## TASKS AND EXERCISES
a - Translate this sentence from the article on MLB prediction models into Spanish: "The average MLB game produces 9.07 total runs."
b - In the article on why MLB prediction models fail, how often does the over hit at a game total of 8.5?
c - Extend the article on why most MLB prediction models fail, picking up after its last sentence.

TEXT PROVIDED start

Why Most MLB Prediction Models Fail — The Compression Problem Explained

Most AI models claim to predict MLB totals. Most of them are useless for betting — not because they are wrong, but because they are never actually wrong about anything. Here is why, and what separates models that make money from models that just look impressive.

Updated April 2026

What Is Model Compression and Why Should You Care

The average MLB game produces 9.07 total runs. The standard deviation across all games is 4.55. That means real games range from complete shutouts (0 runs combined) to all-out slugfests — the MLB record is 49 runs in a single game, and 30-run games are not unheard of in modern baseball.

Now consider what the typical prediction model does. It ingests team batting averages, pitching stats, and recent form — all of which are rolling averages — and produces an output. That output almost always falls between 8 and 10 runs. Every game. Regardless of who is pitching, what ballpark the game is in, or whether both offenses are ice cold.

This is model compression: the model collapses a wide distribution of real outcomes into a narrow band of predictions. It is not technically wrong — the average game really does produce about 9 runs. But it is useless for betting, because the sportsbook has already priced the line at exactly that average.

Think of it this way: if a model predicts “9 runs” for every single game of the season, it would be within 0.5 runs of the sportsbook line roughly half the time. It would look, on paper, like a 50% accurate model. But it would also lose money on every bet it triggered, because it has no ability to distinguish the 6-run pitchers' duel from the 14-run slugfest.

The ability to predict the direction and magnitude of variance — not just the average — is the only thing that creates a betting edge. See how MLB betting analytics are built to capture that variance.

The Base Rate Problem: 51.5% Is Barely Better Than Guessing

Before evaluating any model, you need to know the base rate: how often does the over hit on the most common line? At a game total of 8.5 — the most common MLB total — the over hits roughly 51.5% of the time historically. At 9.5, the over hits about 48%. At 7.5, closer to 55%.

This base rate matters enormously. A model that claims “57% accuracy” on over/under 8.5 is only generating 5.5 percentage points of lift above the base rate. At -110 juice, you need 52.4% to break even. So that model has roughly 4.6 points of true edge — if the accuracy is measured correctly on out-of-sample data.

Most models are not measured correctly. They report accuracy on the same data used to train them. A gradient boosting model with decision trees can perfectly memorize five seasons of game outcomes and report 100% backtested accuracy. Tested on a single new season it never saw, it may drop to 51%. That 49-point gap is what overfitting looks like in practice.

TEXT PROVIDED end
PROVIDED INFORMATION start

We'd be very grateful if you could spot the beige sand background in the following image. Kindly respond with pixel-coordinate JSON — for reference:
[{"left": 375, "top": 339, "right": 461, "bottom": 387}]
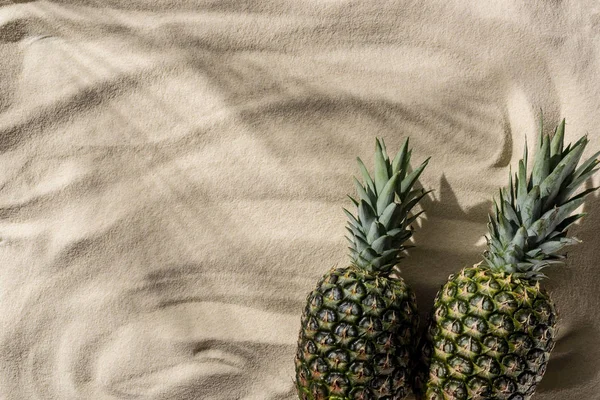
[{"left": 0, "top": 0, "right": 600, "bottom": 400}]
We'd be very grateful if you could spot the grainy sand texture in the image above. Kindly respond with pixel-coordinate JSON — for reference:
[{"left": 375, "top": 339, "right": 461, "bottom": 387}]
[{"left": 0, "top": 0, "right": 600, "bottom": 400}]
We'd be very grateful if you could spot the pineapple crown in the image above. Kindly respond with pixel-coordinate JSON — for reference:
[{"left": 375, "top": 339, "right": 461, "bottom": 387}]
[
  {"left": 484, "top": 119, "right": 600, "bottom": 280},
  {"left": 344, "top": 139, "right": 429, "bottom": 274}
]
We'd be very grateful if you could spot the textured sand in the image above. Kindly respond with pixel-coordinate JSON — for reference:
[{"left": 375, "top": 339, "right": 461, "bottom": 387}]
[{"left": 0, "top": 0, "right": 600, "bottom": 400}]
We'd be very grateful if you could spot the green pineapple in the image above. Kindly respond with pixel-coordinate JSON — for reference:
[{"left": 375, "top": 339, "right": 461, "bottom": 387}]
[
  {"left": 415, "top": 120, "right": 600, "bottom": 400},
  {"left": 295, "top": 140, "right": 428, "bottom": 400}
]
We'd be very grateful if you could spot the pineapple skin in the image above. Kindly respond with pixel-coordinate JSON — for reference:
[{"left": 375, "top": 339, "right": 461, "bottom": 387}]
[
  {"left": 295, "top": 265, "right": 419, "bottom": 400},
  {"left": 415, "top": 265, "right": 557, "bottom": 400}
]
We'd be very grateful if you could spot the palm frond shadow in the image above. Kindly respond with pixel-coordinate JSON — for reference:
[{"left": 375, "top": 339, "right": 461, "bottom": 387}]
[
  {"left": 537, "top": 188, "right": 600, "bottom": 393},
  {"left": 402, "top": 176, "right": 491, "bottom": 323}
]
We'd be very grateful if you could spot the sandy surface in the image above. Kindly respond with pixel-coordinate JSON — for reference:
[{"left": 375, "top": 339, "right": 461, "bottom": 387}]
[{"left": 0, "top": 0, "right": 600, "bottom": 400}]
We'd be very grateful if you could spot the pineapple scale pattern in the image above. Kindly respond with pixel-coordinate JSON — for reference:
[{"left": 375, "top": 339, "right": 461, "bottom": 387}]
[
  {"left": 295, "top": 266, "right": 419, "bottom": 400},
  {"left": 417, "top": 268, "right": 556, "bottom": 400}
]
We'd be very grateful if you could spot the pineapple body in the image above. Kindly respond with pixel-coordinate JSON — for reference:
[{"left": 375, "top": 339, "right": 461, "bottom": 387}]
[
  {"left": 415, "top": 120, "right": 600, "bottom": 400},
  {"left": 417, "top": 266, "right": 556, "bottom": 400},
  {"left": 295, "top": 265, "right": 419, "bottom": 400}
]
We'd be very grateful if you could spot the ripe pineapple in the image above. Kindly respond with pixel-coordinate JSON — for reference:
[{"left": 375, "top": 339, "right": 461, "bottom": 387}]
[
  {"left": 295, "top": 139, "right": 428, "bottom": 400},
  {"left": 415, "top": 120, "right": 600, "bottom": 400}
]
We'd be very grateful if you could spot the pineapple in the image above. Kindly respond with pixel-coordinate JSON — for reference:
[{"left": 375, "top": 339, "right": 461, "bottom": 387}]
[
  {"left": 415, "top": 120, "right": 600, "bottom": 400},
  {"left": 295, "top": 139, "right": 428, "bottom": 400}
]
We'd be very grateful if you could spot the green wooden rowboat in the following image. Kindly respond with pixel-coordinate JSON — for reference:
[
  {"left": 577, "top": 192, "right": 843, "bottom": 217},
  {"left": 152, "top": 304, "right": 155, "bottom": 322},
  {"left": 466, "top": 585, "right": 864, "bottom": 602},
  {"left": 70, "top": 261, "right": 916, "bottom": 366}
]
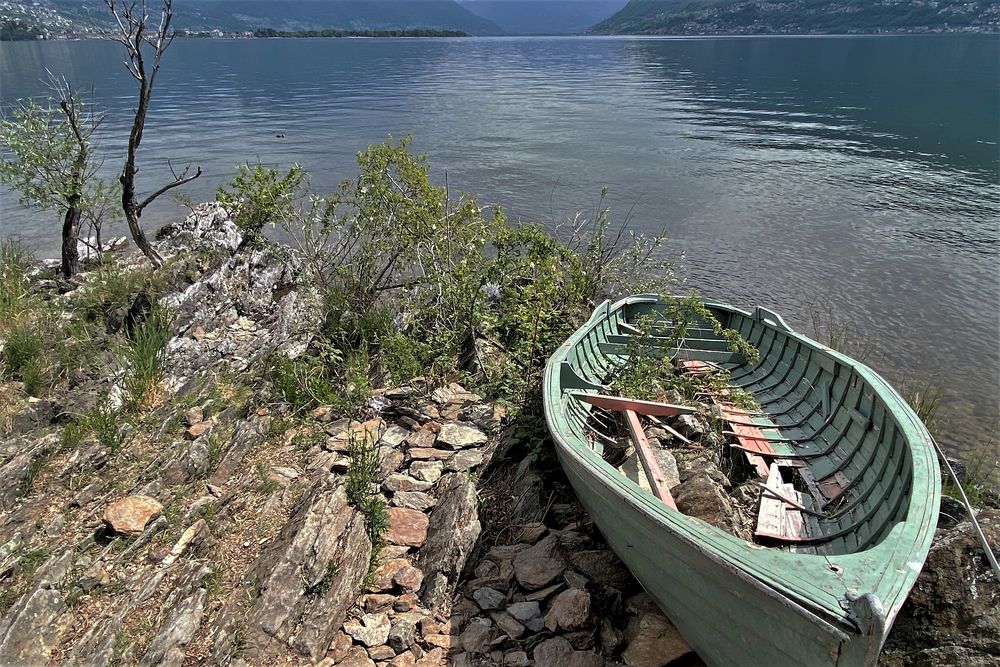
[{"left": 544, "top": 296, "right": 940, "bottom": 666}]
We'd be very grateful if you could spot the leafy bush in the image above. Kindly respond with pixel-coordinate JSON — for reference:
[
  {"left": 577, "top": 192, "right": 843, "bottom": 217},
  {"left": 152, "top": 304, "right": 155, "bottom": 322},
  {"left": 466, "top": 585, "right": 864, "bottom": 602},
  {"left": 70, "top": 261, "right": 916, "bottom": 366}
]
[
  {"left": 83, "top": 396, "right": 125, "bottom": 452},
  {"left": 215, "top": 162, "right": 306, "bottom": 244}
]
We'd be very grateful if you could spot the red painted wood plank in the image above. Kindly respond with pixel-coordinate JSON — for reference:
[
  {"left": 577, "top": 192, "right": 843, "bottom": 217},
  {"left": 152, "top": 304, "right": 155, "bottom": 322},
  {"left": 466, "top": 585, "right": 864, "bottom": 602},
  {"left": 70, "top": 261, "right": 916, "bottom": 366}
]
[
  {"left": 573, "top": 392, "right": 695, "bottom": 417},
  {"left": 625, "top": 410, "right": 677, "bottom": 509}
]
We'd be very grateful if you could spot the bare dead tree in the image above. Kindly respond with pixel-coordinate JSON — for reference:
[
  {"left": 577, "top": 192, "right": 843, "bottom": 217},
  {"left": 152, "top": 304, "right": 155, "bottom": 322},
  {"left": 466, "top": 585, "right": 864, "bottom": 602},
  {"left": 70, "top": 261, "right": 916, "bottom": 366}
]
[
  {"left": 104, "top": 0, "right": 201, "bottom": 267},
  {"left": 53, "top": 79, "right": 93, "bottom": 278}
]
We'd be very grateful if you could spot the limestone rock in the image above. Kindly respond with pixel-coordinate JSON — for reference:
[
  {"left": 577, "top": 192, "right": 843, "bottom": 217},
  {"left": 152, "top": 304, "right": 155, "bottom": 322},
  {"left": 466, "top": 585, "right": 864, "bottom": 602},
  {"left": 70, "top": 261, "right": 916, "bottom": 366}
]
[
  {"left": 368, "top": 558, "right": 410, "bottom": 591},
  {"left": 437, "top": 422, "right": 488, "bottom": 449},
  {"left": 386, "top": 619, "right": 417, "bottom": 653},
  {"left": 472, "top": 586, "right": 507, "bottom": 611},
  {"left": 419, "top": 473, "right": 481, "bottom": 607},
  {"left": 407, "top": 447, "right": 452, "bottom": 461},
  {"left": 459, "top": 618, "right": 493, "bottom": 653},
  {"left": 379, "top": 424, "right": 410, "bottom": 447},
  {"left": 545, "top": 588, "right": 590, "bottom": 632},
  {"left": 431, "top": 382, "right": 483, "bottom": 405},
  {"left": 103, "top": 496, "right": 163, "bottom": 536},
  {"left": 184, "top": 422, "right": 212, "bottom": 440},
  {"left": 156, "top": 202, "right": 243, "bottom": 253},
  {"left": 337, "top": 646, "right": 375, "bottom": 667},
  {"left": 403, "top": 461, "right": 444, "bottom": 482},
  {"left": 671, "top": 474, "right": 736, "bottom": 534},
  {"left": 406, "top": 428, "right": 437, "bottom": 451},
  {"left": 507, "top": 601, "right": 545, "bottom": 632},
  {"left": 886, "top": 509, "right": 1000, "bottom": 665},
  {"left": 368, "top": 644, "right": 396, "bottom": 662},
  {"left": 445, "top": 449, "right": 483, "bottom": 472},
  {"left": 344, "top": 614, "right": 392, "bottom": 647},
  {"left": 674, "top": 415, "right": 709, "bottom": 440},
  {"left": 514, "top": 535, "right": 566, "bottom": 591},
  {"left": 139, "top": 566, "right": 210, "bottom": 667},
  {"left": 385, "top": 507, "right": 428, "bottom": 547},
  {"left": 229, "top": 475, "right": 371, "bottom": 660},
  {"left": 569, "top": 549, "right": 632, "bottom": 589},
  {"left": 0, "top": 587, "right": 72, "bottom": 665},
  {"left": 622, "top": 613, "right": 691, "bottom": 667},
  {"left": 382, "top": 472, "right": 434, "bottom": 493},
  {"left": 392, "top": 491, "right": 437, "bottom": 512}
]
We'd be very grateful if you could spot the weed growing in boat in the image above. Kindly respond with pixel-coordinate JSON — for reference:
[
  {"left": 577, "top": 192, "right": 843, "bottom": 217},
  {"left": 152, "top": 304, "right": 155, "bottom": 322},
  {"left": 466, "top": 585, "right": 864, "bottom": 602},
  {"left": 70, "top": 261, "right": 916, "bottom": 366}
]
[{"left": 608, "top": 294, "right": 760, "bottom": 410}]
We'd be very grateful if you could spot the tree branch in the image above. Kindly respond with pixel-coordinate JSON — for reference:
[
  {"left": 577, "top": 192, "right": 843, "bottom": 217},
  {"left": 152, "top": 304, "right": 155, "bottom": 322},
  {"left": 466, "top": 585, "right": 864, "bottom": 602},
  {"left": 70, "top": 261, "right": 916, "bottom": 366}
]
[{"left": 135, "top": 165, "right": 201, "bottom": 214}]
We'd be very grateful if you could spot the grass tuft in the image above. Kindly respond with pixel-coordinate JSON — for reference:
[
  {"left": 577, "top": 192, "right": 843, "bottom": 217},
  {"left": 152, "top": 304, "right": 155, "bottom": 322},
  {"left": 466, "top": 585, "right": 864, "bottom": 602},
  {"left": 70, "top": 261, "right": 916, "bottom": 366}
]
[
  {"left": 347, "top": 437, "right": 389, "bottom": 572},
  {"left": 122, "top": 306, "right": 172, "bottom": 413}
]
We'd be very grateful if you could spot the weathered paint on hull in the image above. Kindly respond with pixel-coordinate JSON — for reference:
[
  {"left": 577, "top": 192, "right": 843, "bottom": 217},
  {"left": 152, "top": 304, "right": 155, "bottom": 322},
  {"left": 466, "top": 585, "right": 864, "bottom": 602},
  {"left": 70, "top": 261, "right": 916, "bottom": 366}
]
[
  {"left": 559, "top": 451, "right": 850, "bottom": 666},
  {"left": 544, "top": 297, "right": 940, "bottom": 667}
]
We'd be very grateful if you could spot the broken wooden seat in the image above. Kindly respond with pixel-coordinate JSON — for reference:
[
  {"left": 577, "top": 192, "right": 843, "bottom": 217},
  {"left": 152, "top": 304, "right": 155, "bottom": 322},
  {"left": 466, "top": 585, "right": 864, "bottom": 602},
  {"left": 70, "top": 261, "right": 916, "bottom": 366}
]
[{"left": 754, "top": 463, "right": 815, "bottom": 542}]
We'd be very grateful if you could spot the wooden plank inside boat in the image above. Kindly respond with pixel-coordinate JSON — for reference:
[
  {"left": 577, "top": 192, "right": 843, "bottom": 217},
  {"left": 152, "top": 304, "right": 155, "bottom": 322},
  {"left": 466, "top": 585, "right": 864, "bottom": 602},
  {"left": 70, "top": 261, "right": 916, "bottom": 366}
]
[{"left": 625, "top": 410, "right": 677, "bottom": 509}]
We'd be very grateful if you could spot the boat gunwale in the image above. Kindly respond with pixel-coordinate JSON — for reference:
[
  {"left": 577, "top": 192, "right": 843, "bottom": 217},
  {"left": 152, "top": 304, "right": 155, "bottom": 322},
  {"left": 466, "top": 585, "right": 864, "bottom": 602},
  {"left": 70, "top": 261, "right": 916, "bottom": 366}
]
[{"left": 543, "top": 295, "right": 940, "bottom": 641}]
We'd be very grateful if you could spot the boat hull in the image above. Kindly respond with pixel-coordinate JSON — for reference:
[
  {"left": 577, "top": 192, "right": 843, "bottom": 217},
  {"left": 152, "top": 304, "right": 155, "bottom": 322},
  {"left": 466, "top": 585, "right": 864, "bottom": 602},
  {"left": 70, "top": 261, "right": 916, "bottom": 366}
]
[{"left": 544, "top": 297, "right": 940, "bottom": 667}]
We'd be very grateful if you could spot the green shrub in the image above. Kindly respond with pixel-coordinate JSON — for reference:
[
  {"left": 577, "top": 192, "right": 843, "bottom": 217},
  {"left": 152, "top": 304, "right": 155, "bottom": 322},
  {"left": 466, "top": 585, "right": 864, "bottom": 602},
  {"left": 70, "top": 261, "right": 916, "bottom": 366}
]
[
  {"left": 83, "top": 396, "right": 125, "bottom": 452},
  {"left": 73, "top": 257, "right": 157, "bottom": 331},
  {"left": 610, "top": 294, "right": 760, "bottom": 410},
  {"left": 268, "top": 355, "right": 339, "bottom": 411},
  {"left": 215, "top": 162, "right": 306, "bottom": 244}
]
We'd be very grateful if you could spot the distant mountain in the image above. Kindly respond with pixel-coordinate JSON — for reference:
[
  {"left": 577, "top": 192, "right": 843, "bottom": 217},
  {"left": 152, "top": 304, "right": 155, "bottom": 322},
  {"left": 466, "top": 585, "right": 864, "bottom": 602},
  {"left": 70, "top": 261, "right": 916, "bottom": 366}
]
[
  {"left": 458, "top": 0, "right": 627, "bottom": 35},
  {"left": 591, "top": 0, "right": 1000, "bottom": 35},
  {"left": 0, "top": 0, "right": 503, "bottom": 35}
]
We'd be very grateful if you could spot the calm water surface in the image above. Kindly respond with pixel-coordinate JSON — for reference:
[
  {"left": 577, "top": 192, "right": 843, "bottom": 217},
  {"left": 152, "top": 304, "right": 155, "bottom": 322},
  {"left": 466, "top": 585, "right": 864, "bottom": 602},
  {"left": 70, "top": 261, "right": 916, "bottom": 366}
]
[{"left": 0, "top": 36, "right": 1000, "bottom": 472}]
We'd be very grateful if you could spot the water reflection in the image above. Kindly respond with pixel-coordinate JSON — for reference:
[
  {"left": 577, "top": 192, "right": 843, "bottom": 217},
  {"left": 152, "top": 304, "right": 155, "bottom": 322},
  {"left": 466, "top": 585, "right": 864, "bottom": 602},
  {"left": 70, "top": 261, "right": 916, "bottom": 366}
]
[{"left": 0, "top": 36, "right": 1000, "bottom": 470}]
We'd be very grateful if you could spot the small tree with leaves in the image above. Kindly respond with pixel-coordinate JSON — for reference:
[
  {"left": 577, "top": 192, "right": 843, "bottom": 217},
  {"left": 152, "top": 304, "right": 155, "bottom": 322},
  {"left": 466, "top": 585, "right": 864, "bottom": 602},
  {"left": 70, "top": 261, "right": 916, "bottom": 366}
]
[
  {"left": 105, "top": 0, "right": 201, "bottom": 267},
  {"left": 0, "top": 77, "right": 114, "bottom": 278}
]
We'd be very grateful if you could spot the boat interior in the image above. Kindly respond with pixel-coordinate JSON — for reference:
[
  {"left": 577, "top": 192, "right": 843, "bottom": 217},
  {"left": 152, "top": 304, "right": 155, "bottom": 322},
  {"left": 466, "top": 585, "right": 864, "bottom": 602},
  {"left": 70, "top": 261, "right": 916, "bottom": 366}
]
[{"left": 560, "top": 301, "right": 912, "bottom": 555}]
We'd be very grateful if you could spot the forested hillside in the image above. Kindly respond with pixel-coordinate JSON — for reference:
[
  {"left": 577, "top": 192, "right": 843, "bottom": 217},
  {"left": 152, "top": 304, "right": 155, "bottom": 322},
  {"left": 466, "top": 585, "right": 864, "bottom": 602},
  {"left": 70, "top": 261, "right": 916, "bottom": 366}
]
[{"left": 591, "top": 0, "right": 1000, "bottom": 35}]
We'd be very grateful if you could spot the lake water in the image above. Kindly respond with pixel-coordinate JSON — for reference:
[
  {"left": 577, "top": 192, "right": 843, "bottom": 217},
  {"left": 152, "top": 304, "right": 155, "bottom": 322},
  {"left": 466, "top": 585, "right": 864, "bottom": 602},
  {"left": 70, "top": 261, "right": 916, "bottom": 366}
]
[{"left": 0, "top": 35, "right": 1000, "bottom": 472}]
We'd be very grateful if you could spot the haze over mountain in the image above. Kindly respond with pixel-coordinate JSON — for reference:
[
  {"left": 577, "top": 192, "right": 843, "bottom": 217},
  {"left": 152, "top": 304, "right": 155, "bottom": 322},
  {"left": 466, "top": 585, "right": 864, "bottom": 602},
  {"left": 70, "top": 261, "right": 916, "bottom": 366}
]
[
  {"left": 591, "top": 0, "right": 1000, "bottom": 35},
  {"left": 5, "top": 0, "right": 503, "bottom": 35},
  {"left": 459, "top": 0, "right": 627, "bottom": 35}
]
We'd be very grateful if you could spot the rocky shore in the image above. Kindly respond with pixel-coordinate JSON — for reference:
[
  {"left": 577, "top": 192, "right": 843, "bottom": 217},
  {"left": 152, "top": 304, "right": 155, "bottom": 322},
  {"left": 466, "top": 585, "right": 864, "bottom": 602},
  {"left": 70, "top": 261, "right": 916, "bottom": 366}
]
[{"left": 0, "top": 204, "right": 1000, "bottom": 667}]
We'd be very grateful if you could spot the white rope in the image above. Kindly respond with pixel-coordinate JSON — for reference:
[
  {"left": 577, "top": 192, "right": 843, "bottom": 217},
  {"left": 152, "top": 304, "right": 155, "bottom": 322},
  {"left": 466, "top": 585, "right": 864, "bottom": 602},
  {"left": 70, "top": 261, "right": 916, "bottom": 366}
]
[{"left": 931, "top": 437, "right": 1000, "bottom": 581}]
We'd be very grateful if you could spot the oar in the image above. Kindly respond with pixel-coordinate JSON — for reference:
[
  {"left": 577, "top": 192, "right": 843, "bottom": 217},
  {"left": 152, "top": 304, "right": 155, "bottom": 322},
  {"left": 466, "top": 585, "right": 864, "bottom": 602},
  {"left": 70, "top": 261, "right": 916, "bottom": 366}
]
[{"left": 931, "top": 436, "right": 1000, "bottom": 581}]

PROVIDED INFORMATION end

## RESPONSES TO THE TASKS
a - El partido promedio de la MLB produce 9.07 carreras en total.

b - Roughly 51.5% of the time, historically.

c -
Break-Even Quick Reference

OddsWin Rate Needed to Break Even
-110 (standard)52.4%
-11553.5%
-12054.5%
-13056.5%

The break-even bar is low in absolute terms, but the base rate of the market is close to that bar by design. Sportsbooks set lines to attract equal action on both sides, which means the line itself is already a reasonable estimate of the true probability. You are not competing against randomness — you are competing against a well-informed market that has already absorbed most of the public information.

This is why raw accuracy metrics are meaningless without context. A model that hits 63% on high-confidence plays is exceptional. Understanding expected value is the framework that turns raw accuracy into a bankroll strategy.

Why Adding More Data Makes Models Worse

This is the counterintuitive finding that took the longest to accept during our model development: adding more features — more data points about each game — made the model perform worse on new games, not better.

We tested configurations ranging from a lean set of features up to sets of 42 and 50 features. The model with fewer, well-chosen features consistently outperformed the larger feature sets on held-out data. The larger sets looked better in backtesting. They were worse in practice.

Why? Three reasons:

  • Correlated features amplify noise. Team batting average, team OPS, team wRC+, and team weighted runs above average all measure the same thing from different angles. Adding all four does not give the model more information — it gives the model four chances to overfit to the noise in each metric.
  • Rolling averages are mean-reverting by construction. A 20-game rolling batting average moves toward the season mean every time a game is added. That is the mathematical definition of mean reversion. Using it as a predictor of variance — which is what betting on totals requires — is self-defeating. The feature smooths out exactly what you need to detect.
  • More parameters, more ways to memorize. A machine learning model with 50 inputs has far more internal complexity than one with 18. That complexity can be used to learn genuine patterns, or it can be used to memorize quirks of the training data. With noisy sports data, memorization wins most of the time — unless the model is aggressively regularized.

The practical implication is that “our model uses 200+ features” is a marketing claim, not a quality signal. A model with 200 features and weak validation is almost certainly worse than a model with 20 features validated properly on data it never saw during training.

Ballpark effects are a good example of a feature that earns its place: stable, externally validated, not correlated with team strength, and measurable independently. Park factors and how they move totals is a feature worth adding. A team's last three game scores is not.

See It In Action

We rebuilt our models to fix compression. See the results — 68% totals, 83% NBA ML.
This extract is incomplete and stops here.